* WHAT NEEDS TO BE DONE *
When you reach the line containing "You are given a photograph. Could you point to the sunglasses", begin copying exactly, and keep going through the last line of the records below, copying nothing before it.

-- Opening Marker --

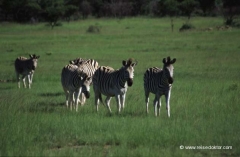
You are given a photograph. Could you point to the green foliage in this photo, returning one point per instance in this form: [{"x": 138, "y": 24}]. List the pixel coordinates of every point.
[
  {"x": 187, "y": 7},
  {"x": 186, "y": 26},
  {"x": 204, "y": 99},
  {"x": 93, "y": 29}
]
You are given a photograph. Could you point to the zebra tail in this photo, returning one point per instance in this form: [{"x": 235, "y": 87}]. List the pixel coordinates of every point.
[{"x": 100, "y": 98}]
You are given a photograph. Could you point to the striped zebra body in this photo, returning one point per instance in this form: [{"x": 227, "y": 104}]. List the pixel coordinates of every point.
[
  {"x": 26, "y": 68},
  {"x": 159, "y": 82},
  {"x": 110, "y": 83},
  {"x": 74, "y": 82},
  {"x": 89, "y": 67}
]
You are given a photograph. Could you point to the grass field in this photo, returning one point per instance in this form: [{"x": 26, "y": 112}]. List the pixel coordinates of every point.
[{"x": 204, "y": 101}]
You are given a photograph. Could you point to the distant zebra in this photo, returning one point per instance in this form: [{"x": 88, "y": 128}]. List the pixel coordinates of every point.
[
  {"x": 88, "y": 66},
  {"x": 110, "y": 82},
  {"x": 74, "y": 81},
  {"x": 26, "y": 68},
  {"x": 159, "y": 82}
]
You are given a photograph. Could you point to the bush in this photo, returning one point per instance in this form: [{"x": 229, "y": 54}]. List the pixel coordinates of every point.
[
  {"x": 186, "y": 26},
  {"x": 93, "y": 29}
]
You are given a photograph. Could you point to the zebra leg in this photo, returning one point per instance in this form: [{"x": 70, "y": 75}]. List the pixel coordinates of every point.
[
  {"x": 159, "y": 106},
  {"x": 77, "y": 94},
  {"x": 118, "y": 102},
  {"x": 96, "y": 100},
  {"x": 29, "y": 81},
  {"x": 30, "y": 77},
  {"x": 70, "y": 100},
  {"x": 18, "y": 79},
  {"x": 147, "y": 100},
  {"x": 122, "y": 100},
  {"x": 107, "y": 101},
  {"x": 167, "y": 96},
  {"x": 156, "y": 104},
  {"x": 24, "y": 82}
]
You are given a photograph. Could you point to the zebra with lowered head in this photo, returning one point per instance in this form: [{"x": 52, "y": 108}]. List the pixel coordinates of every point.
[
  {"x": 26, "y": 68},
  {"x": 110, "y": 83},
  {"x": 159, "y": 82},
  {"x": 88, "y": 66},
  {"x": 74, "y": 81}
]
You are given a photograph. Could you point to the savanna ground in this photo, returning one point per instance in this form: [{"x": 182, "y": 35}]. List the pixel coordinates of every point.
[{"x": 204, "y": 101}]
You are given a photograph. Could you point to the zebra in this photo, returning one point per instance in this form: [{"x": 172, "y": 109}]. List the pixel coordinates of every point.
[
  {"x": 159, "y": 82},
  {"x": 74, "y": 81},
  {"x": 26, "y": 68},
  {"x": 88, "y": 66},
  {"x": 110, "y": 83}
]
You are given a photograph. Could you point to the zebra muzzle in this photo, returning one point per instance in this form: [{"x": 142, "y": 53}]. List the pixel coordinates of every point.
[
  {"x": 170, "y": 80},
  {"x": 87, "y": 94},
  {"x": 130, "y": 82}
]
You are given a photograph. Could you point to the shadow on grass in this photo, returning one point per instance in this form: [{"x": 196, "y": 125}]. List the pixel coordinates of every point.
[
  {"x": 51, "y": 94},
  {"x": 42, "y": 107}
]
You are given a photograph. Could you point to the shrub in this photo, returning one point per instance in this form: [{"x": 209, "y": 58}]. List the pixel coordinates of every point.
[
  {"x": 93, "y": 29},
  {"x": 186, "y": 26}
]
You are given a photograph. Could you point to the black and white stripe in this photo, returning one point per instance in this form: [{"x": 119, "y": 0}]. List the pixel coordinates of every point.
[
  {"x": 88, "y": 66},
  {"x": 159, "y": 82},
  {"x": 110, "y": 82},
  {"x": 26, "y": 68},
  {"x": 74, "y": 81}
]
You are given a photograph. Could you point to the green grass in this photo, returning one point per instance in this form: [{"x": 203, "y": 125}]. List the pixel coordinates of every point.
[{"x": 204, "y": 101}]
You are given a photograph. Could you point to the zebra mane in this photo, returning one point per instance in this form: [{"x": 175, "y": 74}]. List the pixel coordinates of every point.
[
  {"x": 168, "y": 61},
  {"x": 34, "y": 56},
  {"x": 129, "y": 62}
]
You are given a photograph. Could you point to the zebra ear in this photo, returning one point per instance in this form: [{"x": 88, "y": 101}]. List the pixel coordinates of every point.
[
  {"x": 124, "y": 63},
  {"x": 133, "y": 64},
  {"x": 164, "y": 61},
  {"x": 173, "y": 61}
]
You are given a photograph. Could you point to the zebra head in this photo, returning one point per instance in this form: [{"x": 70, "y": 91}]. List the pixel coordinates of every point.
[
  {"x": 86, "y": 82},
  {"x": 76, "y": 61},
  {"x": 168, "y": 68},
  {"x": 128, "y": 67},
  {"x": 34, "y": 60}
]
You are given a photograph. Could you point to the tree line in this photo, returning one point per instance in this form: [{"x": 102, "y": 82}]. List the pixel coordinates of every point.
[{"x": 54, "y": 10}]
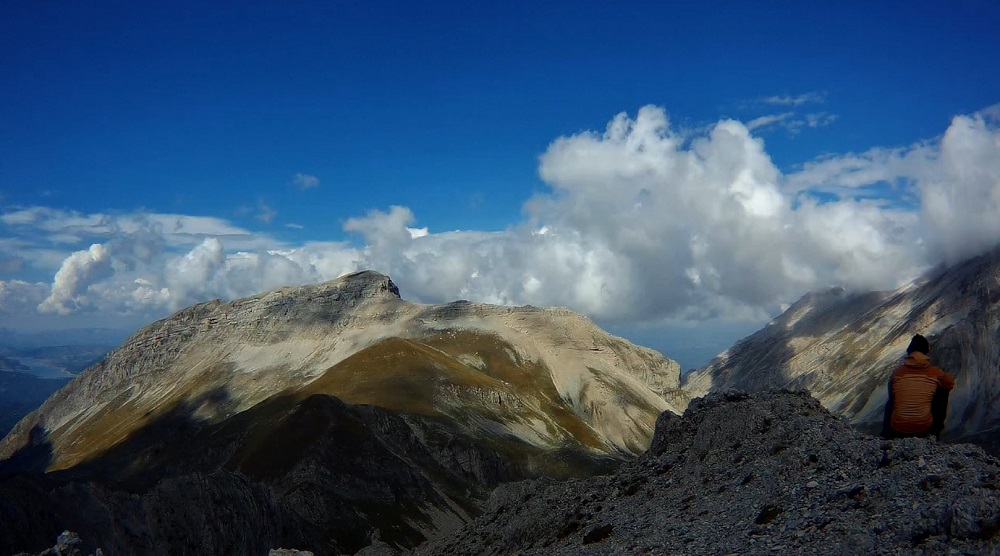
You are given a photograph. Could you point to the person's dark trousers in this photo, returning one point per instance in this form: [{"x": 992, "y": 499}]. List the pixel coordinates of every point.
[{"x": 939, "y": 410}]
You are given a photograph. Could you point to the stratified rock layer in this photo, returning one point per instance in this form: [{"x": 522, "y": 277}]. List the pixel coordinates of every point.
[{"x": 754, "y": 474}]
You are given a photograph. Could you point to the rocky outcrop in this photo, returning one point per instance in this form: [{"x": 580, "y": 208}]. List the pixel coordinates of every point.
[
  {"x": 766, "y": 473},
  {"x": 843, "y": 346}
]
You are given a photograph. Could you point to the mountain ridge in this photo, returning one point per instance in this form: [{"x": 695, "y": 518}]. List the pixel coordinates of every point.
[{"x": 843, "y": 346}]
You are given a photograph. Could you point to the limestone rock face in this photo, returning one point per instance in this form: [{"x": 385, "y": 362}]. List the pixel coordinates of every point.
[
  {"x": 328, "y": 418},
  {"x": 768, "y": 473},
  {"x": 842, "y": 347},
  {"x": 548, "y": 376}
]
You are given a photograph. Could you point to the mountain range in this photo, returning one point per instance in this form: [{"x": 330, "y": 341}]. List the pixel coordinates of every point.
[
  {"x": 322, "y": 415},
  {"x": 340, "y": 418},
  {"x": 842, "y": 347}
]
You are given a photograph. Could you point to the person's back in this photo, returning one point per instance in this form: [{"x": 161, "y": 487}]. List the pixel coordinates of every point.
[{"x": 918, "y": 395}]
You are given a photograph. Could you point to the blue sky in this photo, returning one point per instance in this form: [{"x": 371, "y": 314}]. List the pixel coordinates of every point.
[{"x": 280, "y": 126}]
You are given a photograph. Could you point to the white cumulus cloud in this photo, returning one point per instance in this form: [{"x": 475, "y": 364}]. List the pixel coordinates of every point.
[
  {"x": 641, "y": 223},
  {"x": 305, "y": 181}
]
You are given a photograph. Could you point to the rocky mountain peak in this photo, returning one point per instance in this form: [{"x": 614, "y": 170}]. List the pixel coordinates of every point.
[{"x": 842, "y": 346}]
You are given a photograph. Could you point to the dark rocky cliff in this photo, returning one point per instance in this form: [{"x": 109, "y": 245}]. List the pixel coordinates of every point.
[{"x": 769, "y": 473}]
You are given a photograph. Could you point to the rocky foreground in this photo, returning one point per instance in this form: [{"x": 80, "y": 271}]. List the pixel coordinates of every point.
[{"x": 769, "y": 473}]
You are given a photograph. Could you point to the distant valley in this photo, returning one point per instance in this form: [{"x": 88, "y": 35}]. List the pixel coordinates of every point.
[{"x": 30, "y": 374}]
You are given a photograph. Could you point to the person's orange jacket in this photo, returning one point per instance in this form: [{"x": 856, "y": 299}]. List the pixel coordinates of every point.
[{"x": 912, "y": 388}]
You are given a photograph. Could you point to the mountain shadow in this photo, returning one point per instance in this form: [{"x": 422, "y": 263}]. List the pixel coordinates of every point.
[{"x": 310, "y": 472}]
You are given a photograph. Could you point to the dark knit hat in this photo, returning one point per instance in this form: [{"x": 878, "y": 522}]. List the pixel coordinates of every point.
[{"x": 919, "y": 343}]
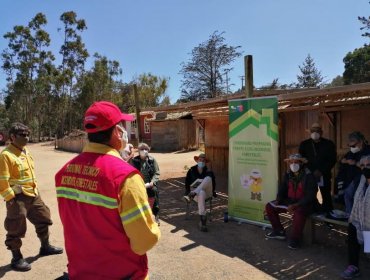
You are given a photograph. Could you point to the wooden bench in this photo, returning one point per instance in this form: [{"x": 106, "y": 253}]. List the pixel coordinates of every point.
[
  {"x": 309, "y": 231},
  {"x": 189, "y": 205},
  {"x": 310, "y": 226}
]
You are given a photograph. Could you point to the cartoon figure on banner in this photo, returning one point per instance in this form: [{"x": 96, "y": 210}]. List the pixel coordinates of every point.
[{"x": 254, "y": 182}]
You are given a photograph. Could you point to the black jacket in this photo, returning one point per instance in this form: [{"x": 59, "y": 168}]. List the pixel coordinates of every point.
[
  {"x": 193, "y": 174},
  {"x": 321, "y": 155},
  {"x": 309, "y": 190}
]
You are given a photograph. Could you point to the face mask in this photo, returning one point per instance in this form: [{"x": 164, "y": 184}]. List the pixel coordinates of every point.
[
  {"x": 294, "y": 167},
  {"x": 315, "y": 136},
  {"x": 124, "y": 137},
  {"x": 366, "y": 173},
  {"x": 143, "y": 153},
  {"x": 21, "y": 140}
]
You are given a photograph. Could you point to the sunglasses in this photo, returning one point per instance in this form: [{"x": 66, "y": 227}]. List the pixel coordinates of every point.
[
  {"x": 353, "y": 145},
  {"x": 24, "y": 134}
]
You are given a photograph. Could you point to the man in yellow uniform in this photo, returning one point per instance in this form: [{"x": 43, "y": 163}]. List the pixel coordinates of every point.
[
  {"x": 103, "y": 205},
  {"x": 19, "y": 189}
]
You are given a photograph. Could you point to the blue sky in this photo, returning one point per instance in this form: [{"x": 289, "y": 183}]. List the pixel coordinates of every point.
[{"x": 157, "y": 36}]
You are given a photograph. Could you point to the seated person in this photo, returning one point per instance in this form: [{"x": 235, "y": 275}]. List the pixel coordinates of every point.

-- Closing Marker --

* ANSWER BOX *
You are given a photograph. Could you point to the sunglasses in this photo, returning one point per instance in this form: [{"x": 66, "y": 227}]. List the pixel coordinates of every point.
[
  {"x": 353, "y": 145},
  {"x": 24, "y": 134}
]
You are given a photograph. Could you point to the man in yellow uniform in this photo, returning one point per instance in this form: [{"x": 43, "y": 163}]. List the pixel coordinates of every point.
[
  {"x": 103, "y": 205},
  {"x": 19, "y": 189}
]
You are given a photograph. Could you point to the blue sky in this photo, returning one point per instance in this form: [{"x": 289, "y": 183}]. List the pixel coordinates of every point.
[{"x": 157, "y": 36}]
You are given a photograph. Could you point to the seated person in this photo, returning one point per instance in this form: [{"x": 235, "y": 275}]. List the pixel coordinates of every point.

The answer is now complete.